REQUIREMENT: Transcribe the stretch of the conversation on self-talk and nonverbal learning differences from "It doesn't make" through "maybe outcast, and.".

DOCUMENT SECTION:
-- Opening Marker --

This self-talk is really severely affected. And so in DBT we view that as a behavior and try to actively change that. And we would call that type of self-talk a myth. So that is a myth that you are saying to yourself, a myth being something that is not true. Just because you have NVLD doesn't make you a freak.

It doesn't make you useless. It's a really common theme I see among the people I work with. And it kind of, I don't know if you can tell, but it gets me a little revved up because it's, it really is, it's, it's like stealing from all that they could potentially be contributing to the world.

Me: Mm-hmm. Yeah, I can relate with that because, I'm sure it's true with not just people with NLD, but any learning challenge as I like to call it, because, or like you were saying, nonverbal learning differences of disability. Yeah, and I like that because it is really, you think differently than a neurotypical, and that is true with somebody with autism or, Asperger's or I. Other ones as well, and ADHD also. And that, they, you know, I know for me, I've had some of those words in my mind too, where, oh, I'm, you know, I don't know if I've thought of freak, but maybe outcast, and.

-- Closing Marker --

SOURCE DATA:

-- Opening Marker --

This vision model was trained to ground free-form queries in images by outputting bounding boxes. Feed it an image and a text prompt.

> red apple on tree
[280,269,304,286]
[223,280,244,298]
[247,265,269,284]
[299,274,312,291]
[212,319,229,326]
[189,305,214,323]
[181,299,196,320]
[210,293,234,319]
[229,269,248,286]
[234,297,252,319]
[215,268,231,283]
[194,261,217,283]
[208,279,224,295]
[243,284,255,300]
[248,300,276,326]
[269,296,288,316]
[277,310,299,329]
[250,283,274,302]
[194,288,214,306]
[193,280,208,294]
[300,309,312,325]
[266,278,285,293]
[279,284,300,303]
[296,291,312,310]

-- Closing Marker --
-- Opening Marker --

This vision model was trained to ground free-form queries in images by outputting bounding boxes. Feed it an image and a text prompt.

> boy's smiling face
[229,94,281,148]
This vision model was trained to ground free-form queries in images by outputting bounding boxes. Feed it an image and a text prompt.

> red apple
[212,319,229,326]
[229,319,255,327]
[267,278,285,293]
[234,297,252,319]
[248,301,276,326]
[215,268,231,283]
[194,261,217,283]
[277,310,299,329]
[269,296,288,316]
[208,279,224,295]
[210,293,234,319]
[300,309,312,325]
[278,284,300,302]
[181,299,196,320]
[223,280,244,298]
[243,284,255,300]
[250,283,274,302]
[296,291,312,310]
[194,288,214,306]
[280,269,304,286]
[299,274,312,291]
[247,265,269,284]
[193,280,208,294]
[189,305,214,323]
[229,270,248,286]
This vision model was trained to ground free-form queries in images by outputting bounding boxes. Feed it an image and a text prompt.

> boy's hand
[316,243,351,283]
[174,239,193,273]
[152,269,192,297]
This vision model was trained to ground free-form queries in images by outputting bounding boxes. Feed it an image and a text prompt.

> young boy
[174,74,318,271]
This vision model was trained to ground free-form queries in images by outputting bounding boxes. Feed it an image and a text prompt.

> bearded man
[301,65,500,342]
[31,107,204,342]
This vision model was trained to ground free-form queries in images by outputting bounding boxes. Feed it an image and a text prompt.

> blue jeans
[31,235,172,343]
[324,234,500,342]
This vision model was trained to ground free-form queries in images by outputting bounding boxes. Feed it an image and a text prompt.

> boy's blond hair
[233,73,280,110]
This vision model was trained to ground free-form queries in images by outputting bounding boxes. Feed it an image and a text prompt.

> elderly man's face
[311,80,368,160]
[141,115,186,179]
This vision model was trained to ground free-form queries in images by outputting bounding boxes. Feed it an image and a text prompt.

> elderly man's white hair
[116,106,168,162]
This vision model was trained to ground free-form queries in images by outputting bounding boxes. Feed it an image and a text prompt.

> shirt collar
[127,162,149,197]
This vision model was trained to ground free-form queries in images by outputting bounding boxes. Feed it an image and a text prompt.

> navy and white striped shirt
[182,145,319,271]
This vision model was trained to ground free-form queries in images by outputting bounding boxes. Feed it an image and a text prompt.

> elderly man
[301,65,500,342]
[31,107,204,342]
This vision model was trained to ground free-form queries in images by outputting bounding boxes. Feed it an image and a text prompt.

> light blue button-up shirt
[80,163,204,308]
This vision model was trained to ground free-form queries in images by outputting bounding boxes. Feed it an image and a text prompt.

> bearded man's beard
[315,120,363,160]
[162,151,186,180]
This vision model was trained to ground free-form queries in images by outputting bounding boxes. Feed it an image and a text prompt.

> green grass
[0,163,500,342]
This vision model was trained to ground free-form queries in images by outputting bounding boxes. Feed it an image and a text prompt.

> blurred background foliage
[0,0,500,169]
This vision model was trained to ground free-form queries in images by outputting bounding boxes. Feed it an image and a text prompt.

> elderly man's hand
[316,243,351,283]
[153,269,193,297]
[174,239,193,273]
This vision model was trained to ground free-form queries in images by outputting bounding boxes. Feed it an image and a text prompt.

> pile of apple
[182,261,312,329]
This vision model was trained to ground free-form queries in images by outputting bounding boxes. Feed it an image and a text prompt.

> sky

-- Closing Marker --
-- Opening Marker --

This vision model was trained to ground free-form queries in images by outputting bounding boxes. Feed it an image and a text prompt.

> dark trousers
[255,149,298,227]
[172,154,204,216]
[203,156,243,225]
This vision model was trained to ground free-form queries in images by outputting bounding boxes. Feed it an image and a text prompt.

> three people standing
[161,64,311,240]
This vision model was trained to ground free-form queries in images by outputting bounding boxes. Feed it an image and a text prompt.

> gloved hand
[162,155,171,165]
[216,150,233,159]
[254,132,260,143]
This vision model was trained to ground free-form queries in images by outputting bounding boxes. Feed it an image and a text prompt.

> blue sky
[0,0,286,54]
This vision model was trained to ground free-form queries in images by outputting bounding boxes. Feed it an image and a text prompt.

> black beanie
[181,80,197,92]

-- Closing Marker --

RESPONSE AREA:
It doesn't make you useless. It's a really common theme I see among the people I work with. And it kind of, I don't know if you can tell, but it gets me a little revved up because it's, it really is, it's, it's like stealing from all that they could potentially be contributing to the world.

Me: Mm-hmm. Yeah, I can relate with that because, I'm sure it's true with not just people with NLD, but any learning challenge as I like to call it, because, or like you were saying, nonverbal learning differences of disability. Yeah, and I like that because it is really, you think differently than a neurotypical, and that is true with somebody with autism or, Asperger's or I. Other ones as well, and ADHD also. And that, they, you know, I know for me, I've had some of those words in my mind too, where, oh, I'm, you know, I don't know if I've thought of freak, but maybe outcast, and.